# Records to process start

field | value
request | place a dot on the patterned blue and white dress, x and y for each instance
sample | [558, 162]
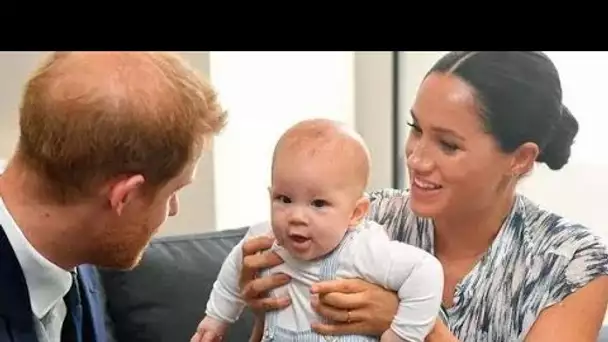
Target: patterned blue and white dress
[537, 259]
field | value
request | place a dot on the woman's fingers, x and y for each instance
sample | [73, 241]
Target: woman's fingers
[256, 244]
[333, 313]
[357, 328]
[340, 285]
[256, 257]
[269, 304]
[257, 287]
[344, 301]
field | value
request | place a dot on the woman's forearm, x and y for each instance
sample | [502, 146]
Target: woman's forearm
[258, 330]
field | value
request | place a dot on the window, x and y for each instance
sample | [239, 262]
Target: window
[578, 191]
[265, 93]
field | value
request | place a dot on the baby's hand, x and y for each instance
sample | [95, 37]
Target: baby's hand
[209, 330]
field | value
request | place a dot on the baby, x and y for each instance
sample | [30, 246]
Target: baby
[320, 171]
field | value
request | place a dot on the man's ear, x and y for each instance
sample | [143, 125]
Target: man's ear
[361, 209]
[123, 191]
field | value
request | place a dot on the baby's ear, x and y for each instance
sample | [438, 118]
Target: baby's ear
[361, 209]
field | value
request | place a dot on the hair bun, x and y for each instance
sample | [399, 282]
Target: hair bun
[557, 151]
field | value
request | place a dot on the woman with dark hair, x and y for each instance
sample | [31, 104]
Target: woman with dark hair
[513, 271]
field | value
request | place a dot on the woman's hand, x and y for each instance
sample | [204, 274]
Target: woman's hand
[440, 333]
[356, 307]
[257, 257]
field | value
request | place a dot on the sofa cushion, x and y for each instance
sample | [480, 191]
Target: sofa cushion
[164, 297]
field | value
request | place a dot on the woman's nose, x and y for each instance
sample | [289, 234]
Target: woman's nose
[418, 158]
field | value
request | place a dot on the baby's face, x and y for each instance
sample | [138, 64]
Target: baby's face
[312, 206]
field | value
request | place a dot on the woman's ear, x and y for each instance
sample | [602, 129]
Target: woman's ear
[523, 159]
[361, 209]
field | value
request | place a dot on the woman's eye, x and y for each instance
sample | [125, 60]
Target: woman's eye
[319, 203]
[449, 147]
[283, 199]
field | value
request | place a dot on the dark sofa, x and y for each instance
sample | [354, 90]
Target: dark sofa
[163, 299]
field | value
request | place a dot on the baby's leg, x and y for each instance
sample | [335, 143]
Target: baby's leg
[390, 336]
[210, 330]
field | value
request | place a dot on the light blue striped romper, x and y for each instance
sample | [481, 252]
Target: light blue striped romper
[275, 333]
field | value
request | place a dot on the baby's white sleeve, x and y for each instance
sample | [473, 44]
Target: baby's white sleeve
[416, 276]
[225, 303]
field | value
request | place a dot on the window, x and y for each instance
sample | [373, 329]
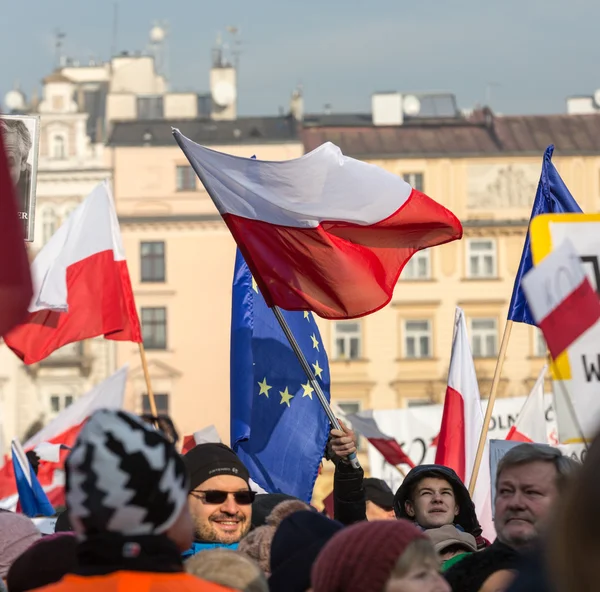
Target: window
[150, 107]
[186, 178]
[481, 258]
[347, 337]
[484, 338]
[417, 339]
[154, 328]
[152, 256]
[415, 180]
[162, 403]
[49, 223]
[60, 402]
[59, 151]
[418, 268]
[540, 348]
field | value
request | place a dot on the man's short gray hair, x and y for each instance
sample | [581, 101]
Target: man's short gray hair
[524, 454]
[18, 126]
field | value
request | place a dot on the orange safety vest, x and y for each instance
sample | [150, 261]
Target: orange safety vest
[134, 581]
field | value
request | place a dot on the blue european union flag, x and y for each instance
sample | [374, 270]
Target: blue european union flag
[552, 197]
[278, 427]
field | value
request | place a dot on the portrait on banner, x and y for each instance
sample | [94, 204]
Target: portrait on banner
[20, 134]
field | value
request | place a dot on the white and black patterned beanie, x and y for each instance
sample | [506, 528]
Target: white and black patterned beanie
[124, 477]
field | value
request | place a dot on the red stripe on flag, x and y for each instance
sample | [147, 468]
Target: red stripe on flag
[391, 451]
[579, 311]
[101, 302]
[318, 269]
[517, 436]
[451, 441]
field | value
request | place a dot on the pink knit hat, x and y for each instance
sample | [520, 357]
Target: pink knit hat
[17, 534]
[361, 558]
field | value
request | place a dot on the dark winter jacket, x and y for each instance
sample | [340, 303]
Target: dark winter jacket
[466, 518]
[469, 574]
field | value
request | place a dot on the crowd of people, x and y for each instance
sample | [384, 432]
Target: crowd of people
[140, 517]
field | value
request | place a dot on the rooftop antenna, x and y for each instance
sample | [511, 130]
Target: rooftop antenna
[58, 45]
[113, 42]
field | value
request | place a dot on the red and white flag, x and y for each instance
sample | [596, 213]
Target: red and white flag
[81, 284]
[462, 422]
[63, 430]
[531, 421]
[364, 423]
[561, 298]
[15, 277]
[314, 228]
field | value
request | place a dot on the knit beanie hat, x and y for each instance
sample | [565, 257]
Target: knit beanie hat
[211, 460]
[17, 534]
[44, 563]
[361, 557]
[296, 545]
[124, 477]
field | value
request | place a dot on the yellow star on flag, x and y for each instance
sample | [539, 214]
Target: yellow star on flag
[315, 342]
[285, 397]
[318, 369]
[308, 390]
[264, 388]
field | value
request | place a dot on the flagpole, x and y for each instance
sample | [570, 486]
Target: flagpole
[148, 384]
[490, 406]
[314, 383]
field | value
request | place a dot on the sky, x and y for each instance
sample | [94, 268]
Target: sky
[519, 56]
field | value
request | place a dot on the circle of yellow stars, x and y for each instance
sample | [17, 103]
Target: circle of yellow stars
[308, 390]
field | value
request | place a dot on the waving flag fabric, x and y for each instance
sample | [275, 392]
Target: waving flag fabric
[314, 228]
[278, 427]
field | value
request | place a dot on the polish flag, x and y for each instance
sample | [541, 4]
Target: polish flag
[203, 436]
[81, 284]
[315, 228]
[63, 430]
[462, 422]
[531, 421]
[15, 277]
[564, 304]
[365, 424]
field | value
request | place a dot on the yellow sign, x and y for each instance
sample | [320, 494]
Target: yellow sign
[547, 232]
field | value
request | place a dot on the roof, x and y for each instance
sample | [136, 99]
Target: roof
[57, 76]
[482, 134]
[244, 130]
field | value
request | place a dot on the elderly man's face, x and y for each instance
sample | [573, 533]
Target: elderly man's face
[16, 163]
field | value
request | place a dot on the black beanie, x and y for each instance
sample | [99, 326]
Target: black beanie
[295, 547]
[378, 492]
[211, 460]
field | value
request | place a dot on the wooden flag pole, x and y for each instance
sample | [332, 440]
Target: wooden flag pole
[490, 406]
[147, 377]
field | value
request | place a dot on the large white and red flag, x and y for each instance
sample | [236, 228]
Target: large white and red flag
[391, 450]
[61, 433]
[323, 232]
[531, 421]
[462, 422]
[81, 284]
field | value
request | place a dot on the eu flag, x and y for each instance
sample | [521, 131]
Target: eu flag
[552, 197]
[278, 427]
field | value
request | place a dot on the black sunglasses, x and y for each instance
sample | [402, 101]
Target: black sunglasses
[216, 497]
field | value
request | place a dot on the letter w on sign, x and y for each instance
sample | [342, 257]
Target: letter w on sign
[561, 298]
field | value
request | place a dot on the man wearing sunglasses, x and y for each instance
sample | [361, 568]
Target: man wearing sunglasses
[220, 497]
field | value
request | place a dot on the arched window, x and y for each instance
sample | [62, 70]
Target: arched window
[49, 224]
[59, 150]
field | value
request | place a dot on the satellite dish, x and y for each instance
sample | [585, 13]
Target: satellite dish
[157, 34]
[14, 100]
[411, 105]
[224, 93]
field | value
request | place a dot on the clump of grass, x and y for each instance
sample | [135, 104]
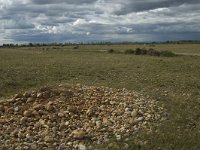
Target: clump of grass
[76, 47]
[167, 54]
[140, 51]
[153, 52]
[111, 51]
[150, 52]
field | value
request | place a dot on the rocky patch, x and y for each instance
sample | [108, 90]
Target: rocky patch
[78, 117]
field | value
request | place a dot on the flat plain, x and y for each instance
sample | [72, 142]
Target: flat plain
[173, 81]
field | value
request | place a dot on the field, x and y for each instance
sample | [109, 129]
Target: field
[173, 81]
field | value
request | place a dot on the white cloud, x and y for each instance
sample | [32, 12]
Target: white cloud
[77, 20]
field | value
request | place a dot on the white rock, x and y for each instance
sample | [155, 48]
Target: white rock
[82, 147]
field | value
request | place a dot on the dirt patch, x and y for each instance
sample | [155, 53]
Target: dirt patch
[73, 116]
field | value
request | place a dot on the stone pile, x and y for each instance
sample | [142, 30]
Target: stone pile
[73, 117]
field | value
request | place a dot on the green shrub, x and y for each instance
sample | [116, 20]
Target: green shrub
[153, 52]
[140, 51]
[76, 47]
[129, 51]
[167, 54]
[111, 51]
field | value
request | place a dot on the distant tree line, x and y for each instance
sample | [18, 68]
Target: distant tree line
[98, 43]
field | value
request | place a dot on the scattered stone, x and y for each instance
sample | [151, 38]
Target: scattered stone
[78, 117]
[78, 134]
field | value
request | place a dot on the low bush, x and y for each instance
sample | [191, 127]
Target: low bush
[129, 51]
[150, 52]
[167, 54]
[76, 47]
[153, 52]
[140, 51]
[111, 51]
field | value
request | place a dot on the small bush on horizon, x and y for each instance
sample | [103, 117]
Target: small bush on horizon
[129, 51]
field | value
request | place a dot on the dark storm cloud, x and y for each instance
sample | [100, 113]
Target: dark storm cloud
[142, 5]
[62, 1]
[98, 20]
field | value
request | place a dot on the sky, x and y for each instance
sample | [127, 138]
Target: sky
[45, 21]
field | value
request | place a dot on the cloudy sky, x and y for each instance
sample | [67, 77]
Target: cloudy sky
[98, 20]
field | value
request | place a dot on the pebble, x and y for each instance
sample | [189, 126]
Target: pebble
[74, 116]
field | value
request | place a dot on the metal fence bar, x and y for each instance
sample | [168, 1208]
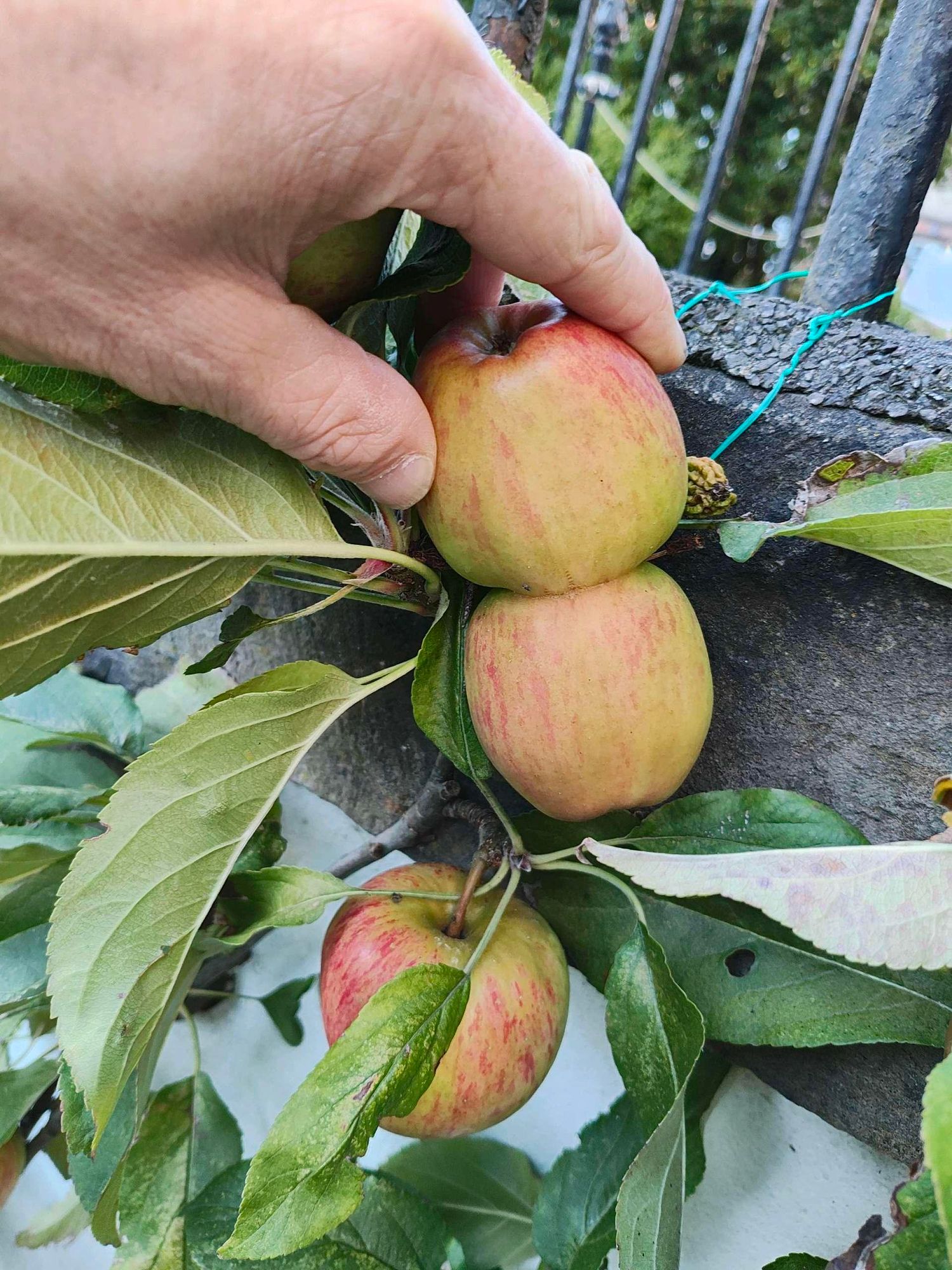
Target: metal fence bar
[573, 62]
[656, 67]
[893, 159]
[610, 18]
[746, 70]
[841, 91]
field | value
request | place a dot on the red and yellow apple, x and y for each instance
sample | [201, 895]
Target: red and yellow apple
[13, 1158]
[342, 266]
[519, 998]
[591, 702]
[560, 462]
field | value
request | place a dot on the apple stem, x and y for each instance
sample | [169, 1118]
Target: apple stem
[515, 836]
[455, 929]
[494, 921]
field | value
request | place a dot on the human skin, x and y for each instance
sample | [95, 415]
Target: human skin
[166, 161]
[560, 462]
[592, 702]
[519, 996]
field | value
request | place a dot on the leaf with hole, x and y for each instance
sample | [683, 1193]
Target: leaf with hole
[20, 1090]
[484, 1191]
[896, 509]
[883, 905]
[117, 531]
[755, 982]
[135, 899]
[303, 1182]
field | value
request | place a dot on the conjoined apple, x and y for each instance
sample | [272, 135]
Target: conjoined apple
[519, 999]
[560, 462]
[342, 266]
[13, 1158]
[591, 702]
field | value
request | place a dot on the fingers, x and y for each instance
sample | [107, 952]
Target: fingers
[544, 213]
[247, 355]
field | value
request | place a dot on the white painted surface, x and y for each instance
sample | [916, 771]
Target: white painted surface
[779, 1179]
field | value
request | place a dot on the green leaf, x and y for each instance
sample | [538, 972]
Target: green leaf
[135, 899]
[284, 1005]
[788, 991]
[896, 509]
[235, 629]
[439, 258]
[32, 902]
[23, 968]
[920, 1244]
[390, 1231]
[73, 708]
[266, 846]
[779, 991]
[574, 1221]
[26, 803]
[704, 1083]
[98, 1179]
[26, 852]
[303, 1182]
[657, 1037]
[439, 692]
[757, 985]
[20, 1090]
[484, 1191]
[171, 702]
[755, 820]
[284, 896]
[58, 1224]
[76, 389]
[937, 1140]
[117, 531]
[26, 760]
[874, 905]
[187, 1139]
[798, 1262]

# Records to process end

Exercise: How many lines in the listing above contain the word "orange"? Give only the number.

Correct output: 2